Task :: Please reproduce the records, omitting nothing and changing nothing.

Stored entries ::
------------
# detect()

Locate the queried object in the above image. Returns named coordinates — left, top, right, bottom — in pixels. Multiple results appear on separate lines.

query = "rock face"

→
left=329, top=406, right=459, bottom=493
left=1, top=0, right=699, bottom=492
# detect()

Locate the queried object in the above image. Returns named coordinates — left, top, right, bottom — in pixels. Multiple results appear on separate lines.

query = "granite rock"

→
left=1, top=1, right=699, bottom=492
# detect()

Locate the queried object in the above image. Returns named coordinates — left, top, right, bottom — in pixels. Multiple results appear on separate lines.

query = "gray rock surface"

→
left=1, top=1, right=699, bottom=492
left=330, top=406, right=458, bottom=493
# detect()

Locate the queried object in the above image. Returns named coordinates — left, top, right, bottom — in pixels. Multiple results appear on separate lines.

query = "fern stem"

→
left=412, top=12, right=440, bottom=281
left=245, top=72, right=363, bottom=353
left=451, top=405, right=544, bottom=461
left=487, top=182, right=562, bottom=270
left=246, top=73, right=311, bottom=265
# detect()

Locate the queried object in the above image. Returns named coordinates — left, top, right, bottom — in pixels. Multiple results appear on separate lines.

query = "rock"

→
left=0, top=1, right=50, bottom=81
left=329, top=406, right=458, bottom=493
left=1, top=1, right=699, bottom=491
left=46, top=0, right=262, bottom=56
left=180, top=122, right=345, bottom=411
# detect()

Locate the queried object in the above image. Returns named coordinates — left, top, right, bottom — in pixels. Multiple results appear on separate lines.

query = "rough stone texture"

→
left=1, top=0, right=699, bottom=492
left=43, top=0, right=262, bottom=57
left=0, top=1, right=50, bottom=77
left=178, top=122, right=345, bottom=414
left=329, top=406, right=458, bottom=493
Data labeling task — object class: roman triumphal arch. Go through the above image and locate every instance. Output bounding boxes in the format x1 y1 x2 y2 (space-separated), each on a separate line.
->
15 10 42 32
------------
Response for this exercise ::
# detect()

Locate the queried object in the above image. Returns named coordinates — left, top, right, bottom — in pixels. Multiple results appear on separate lines.

query = "rock face"

→
left=329, top=406, right=459, bottom=493
left=1, top=0, right=699, bottom=492
# detect()

Locate the queried object in the above image. Returns named coordinates — left, top, right, bottom — in pixels. Multiple results appear on separate lines.

query = "granite rock"

→
left=1, top=1, right=699, bottom=492
# detect()

Locate the queried object in the above image. Returns named coordinates — left, top, right, bottom — in pixels. Multiple results appear on separate lines.

query = "gray rock surface"

→
left=1, top=1, right=699, bottom=492
left=330, top=406, right=458, bottom=493
# detect()

Locate the queried object in the above image. Returns named coordinates — left, top, right, bottom — in pixels. Multiple results appear on separate lines.

query = "fern stem"

→
left=412, top=12, right=440, bottom=281
left=245, top=72, right=363, bottom=353
left=451, top=405, right=544, bottom=461
left=487, top=182, right=562, bottom=270
left=246, top=73, right=311, bottom=265
# detect()

Locate the queried object in the above image. Returns named coordinates — left, top, right, bottom — in pixels. Multiple results appear on separate lines.

query = "rock"

→
left=0, top=1, right=50, bottom=81
left=329, top=406, right=458, bottom=493
left=1, top=1, right=699, bottom=491
left=46, top=0, right=262, bottom=56
left=180, top=122, right=345, bottom=411
# detect()

Locate the queried object in the above image. Returns named coordinates — left, top, right, bottom — in pixels. Multiple results appear on separate lines.

query = "rough stone texture"

→
left=1, top=0, right=699, bottom=492
left=43, top=0, right=262, bottom=57
left=0, top=1, right=50, bottom=77
left=178, top=122, right=345, bottom=414
left=329, top=406, right=458, bottom=493
Data labeling task — object class: roman triumphal arch. Go through the above image and locate every instance. Output bounding boxes in the format x1 y1 x2 y2 (space-separated), each on a separate line.
->
15 10 42 32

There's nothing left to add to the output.